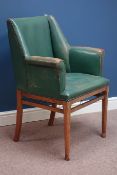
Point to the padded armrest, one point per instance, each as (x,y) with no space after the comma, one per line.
(44,61)
(86,60)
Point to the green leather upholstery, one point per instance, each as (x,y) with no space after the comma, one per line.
(45,64)
(86,60)
(59,43)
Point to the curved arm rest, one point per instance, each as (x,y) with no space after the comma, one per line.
(86,60)
(44,61)
(45,76)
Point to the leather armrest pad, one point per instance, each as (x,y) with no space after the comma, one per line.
(43,61)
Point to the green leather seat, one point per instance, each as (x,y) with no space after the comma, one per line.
(35,44)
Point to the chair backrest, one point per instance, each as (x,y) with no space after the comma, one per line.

++++++++++

#### [Given task]
Please rescale the material from the line with "Point to the green leather seat, one" up to and including its final line. Write out every line in that span, and multiply each point coordinate in the answers by 2, rounding to whole numbers with halves going up.

#### [Answer to the task]
Point to the green leather seat, one point per instance, each as (x,y) with no space after the comma, one per line.
(70,88)
Point to the chair backrest, one point per instance, each as (x,y) with no space after the comma, one per line.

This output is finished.